-- TASK TO CARRY OUT --
Your copy should match the records below exactly, except for the pictures.

-- TASK MATERIAL --
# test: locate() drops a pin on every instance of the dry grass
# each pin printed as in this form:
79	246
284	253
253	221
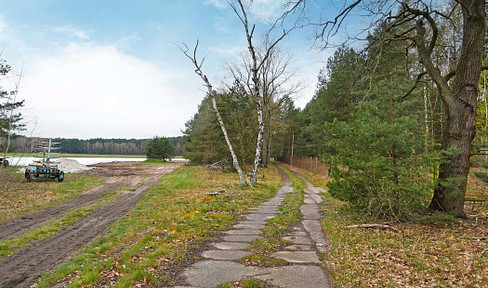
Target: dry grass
164	230
446	254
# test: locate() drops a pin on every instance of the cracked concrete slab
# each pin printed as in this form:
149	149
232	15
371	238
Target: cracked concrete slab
297	256
295	276
240	238
225	254
306	237
244	232
300	240
231	245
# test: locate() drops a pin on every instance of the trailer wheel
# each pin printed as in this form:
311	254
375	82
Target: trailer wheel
61	177
28	176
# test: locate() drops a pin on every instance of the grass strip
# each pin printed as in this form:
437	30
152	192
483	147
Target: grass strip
250	283
164	231
433	252
277	227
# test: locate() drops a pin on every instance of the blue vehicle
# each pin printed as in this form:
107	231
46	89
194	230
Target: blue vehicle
43	170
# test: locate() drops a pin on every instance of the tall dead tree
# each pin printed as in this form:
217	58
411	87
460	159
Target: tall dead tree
257	60
277	86
211	93
417	22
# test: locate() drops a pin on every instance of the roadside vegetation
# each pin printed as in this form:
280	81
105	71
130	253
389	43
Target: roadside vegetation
19	197
437	250
164	231
58	155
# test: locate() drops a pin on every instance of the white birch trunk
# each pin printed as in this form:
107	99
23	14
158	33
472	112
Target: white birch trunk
235	162
257	157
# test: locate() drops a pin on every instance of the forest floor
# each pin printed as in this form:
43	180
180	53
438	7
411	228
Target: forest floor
46	221
435	250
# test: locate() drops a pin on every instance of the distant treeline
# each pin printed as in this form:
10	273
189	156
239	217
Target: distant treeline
97	146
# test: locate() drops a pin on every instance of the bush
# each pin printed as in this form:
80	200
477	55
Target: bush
159	148
482	176
379	164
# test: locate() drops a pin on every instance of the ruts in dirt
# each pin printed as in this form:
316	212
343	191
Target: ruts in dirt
29	263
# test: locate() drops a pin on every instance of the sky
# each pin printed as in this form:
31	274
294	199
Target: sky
111	69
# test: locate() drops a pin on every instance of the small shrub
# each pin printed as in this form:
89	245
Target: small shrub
482	176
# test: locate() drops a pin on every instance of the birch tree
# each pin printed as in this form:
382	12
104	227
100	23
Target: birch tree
258	60
10	119
211	93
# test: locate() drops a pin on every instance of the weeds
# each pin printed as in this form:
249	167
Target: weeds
164	230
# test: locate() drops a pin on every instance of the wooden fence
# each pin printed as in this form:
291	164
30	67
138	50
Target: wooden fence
313	164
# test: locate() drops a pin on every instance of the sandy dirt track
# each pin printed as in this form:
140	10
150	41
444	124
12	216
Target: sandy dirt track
28	264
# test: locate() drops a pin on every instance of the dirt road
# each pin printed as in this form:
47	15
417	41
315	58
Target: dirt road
27	264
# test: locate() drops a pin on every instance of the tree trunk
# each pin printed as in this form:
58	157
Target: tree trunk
227	140
450	191
257	157
460	104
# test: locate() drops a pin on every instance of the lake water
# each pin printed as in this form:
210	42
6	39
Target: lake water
24	161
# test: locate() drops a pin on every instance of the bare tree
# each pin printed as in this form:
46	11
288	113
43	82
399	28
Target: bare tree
417	22
211	93
258	60
276	85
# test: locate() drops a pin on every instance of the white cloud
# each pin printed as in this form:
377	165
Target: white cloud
2	24
97	91
221	4
264	10
74	32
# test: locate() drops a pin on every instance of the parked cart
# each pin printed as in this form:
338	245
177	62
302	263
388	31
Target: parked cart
45	167
4	161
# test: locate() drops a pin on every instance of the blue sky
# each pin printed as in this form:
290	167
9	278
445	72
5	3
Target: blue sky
111	69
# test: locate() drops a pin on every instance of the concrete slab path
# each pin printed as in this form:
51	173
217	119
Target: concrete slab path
219	265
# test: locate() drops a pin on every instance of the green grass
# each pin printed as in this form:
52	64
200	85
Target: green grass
57	155
277	228
421	255
163	230
482	175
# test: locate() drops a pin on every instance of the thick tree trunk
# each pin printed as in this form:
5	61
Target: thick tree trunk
459	132
460	103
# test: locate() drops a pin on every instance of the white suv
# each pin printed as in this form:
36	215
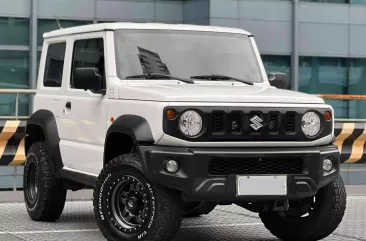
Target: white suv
167	121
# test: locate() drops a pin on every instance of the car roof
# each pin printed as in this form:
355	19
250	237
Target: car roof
139	26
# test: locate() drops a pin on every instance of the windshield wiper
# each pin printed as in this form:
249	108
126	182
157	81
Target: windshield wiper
221	77
159	76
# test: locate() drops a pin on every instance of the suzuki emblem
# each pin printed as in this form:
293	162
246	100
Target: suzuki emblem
256	122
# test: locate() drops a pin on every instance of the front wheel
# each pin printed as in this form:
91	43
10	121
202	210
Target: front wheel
128	207
310	219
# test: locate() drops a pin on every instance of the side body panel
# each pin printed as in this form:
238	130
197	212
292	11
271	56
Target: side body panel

-- TASK RESULT --
# test: locate() drops a pin on every instance of the dry grass
# each pin printed as in this form:
79	246
284	253
253	221
Target: dry grass
164	230
446	254
# test: locate() drops a pin on every instance of the cracked concrete slab
# each pin printed as in this form:
149	149
232	15
371	238
Target: cracked concrete slab
297	256
295	276
240	238
225	254
306	237
244	232
300	240
231	245
# test: locate() drops a pin on every instance of the trailer wheel
# each pin printed as in this form:
311	254
375	82
Target: trailer wheel
61	177
28	176
# test: locate() drops a pin on every instance of the grass strip
# each pin printed as in this form:
437	30
152	192
483	147
Target: grass strip
250	283
164	231
433	252
277	227
# test: locate() drops a pin on every instance of the blue vehicle
# each pin printed as in this form:
107	231
46	89
194	230
Target: blue vehicle
43	170
# test: locate() drops a pin on every instance of the tall dead tree
# each pin printed as in this form:
217	58
411	87
460	159
Target: tall dead tree
257	60
277	86
211	93
417	22
# test: locate() drops a pin on every instance of the roadside vegetation
# each pin printed as in this form:
280	81
105	71
130	253
389	43
Target: roadside vegetation
19	197
437	250
164	231
58	155
# test: locate() drops a pin on every instance of the white birch trunk
# each pin printed as in this form:
107	99
23	14
158	33
472	112
Target: white birch trunk
235	162
257	157
# test: locate() drops a pin on every instance of the forest floor
# each pin printed as in this form:
43	180
180	53
438	7
411	228
Target: forest floor
46	221
435	250
# test: locate() drops a pin on every instance of the distant treeline
# each pin printed as in this form:
10	273
189	156
239	217
Target: distant treeline
97	146
# test: locate() drops a pin on every instance of the bush
# each pin printed as in this form:
80	200
477	55
Target: bush
159	148
482	176
379	164
# test: locate() drops a pin on every instance of the ruts in dirt
# each pin printed as in this form:
316	212
343	191
Target: ruts in dirt
29	263
# test: locate() drops a pin on every instance of the sky
# each pin printed as in this form:
31	274
294	199
Target: sky
111	69
# test: locate() drops a pin on every instance of the small shrub
# each pin printed as in this form:
89	245
Target: small shrub
482	176
# test: locate() drops a pin on every instance of the birch tree
# each pin printed as in this form:
382	12
104	227
100	23
Target: birch tree
258	60
10	119
211	93
# test: locate() drops a pin on every instance of the weeds
# each pin printed as in this form:
249	167
Target: weeds
164	230
# test: locate() drops a pin on every instance of the wooden fence
# each pin printed as in this form:
291	164
30	67
138	50
Target: wooden fence
313	164
# test: locate() drops a pin on every instance of the sandy dirt track
# each pin printed as in this form:
140	10
150	41
444	124
12	216
Target: sandy dirt track
28	264
# test: locate() drops a pin on every instance of the dirt road
# each pin printed as in this form:
47	15
417	41
315	58
Target: dirt road
27	264
# test: locate() drops a pin on every instance of the tree trunk
# each pin printed as in this form:
58	157
Target: tree trunk
227	140
450	191
257	157
460	104
# test: locate() drops a pin on every instance of the lake water
# each pin printed as in this form:
210	42
6	39
Target: lake water
24	161
# test: locate() drops a pin on every instance of the bare tree
# each pin printed as in this form:
46	11
288	113
43	82
399	28
Target: bare tree
417	22
211	93
258	60
276	85
# test: locate() drops a pin on every instance of the white cloud
# each pin printed as in this form:
377	165
Target: white cloud
2	24
97	91
221	4
264	10
74	32
# test: locate() drops a pin on every instance of the parked cart
# each pin printed as in this form:
338	245
177	62
302	263
388	31
Target: parked cart
45	167
4	161
# test: locate() drops a pin on every instance of the blue sky
# each pin printed as in this form:
290	167
9	278
445	72
5	3
Target: blue sky
111	69
# test: locate() drops a pin on every instance of the concrete slab path
# each pin printed as in this form:
51	173
217	119
Target: concrete slab path
219	265
# test: locate() drops a pin on every instance of the green grass
# each pin printed as in this form:
52	64
200	85
Target: green grass
57	155
277	228
421	255
163	230
482	175
# test: locate() drops a pin on every instance of the thick tree trunk
# each pin printed as in this form:
5	61
Target: thick tree trunk
459	132
460	103
# test: locate() drops a pin on every instance of the white suv
# each pin printed as in this form:
36	215
Target: white suv
167	121
# test: locate() drops a pin on every instance of the car roof
# each pin printed as in this form:
355	19
250	237
Target: car roof
139	26
# test: locate() drops a pin on every instance of the windshield wiper
# each pin printed as in this form:
249	108
126	182
157	81
Target: windshield wiper
221	77
159	76
# test: locate() drops a pin on every instance of the suzuki emblem
# each pin printed as in this form:
293	162
246	100
Target: suzuki emblem
256	122
# test: locate() drops a pin on every instance of the front wheel
# each pin printed as in this form:
91	43
10	121
202	210
Target: front wheel
128	207
310	219
# test: locate() drops a pin on every instance of the side body panel
# each pin printed as in this form:
238	130
197	212
292	11
271	56
Target: side body panel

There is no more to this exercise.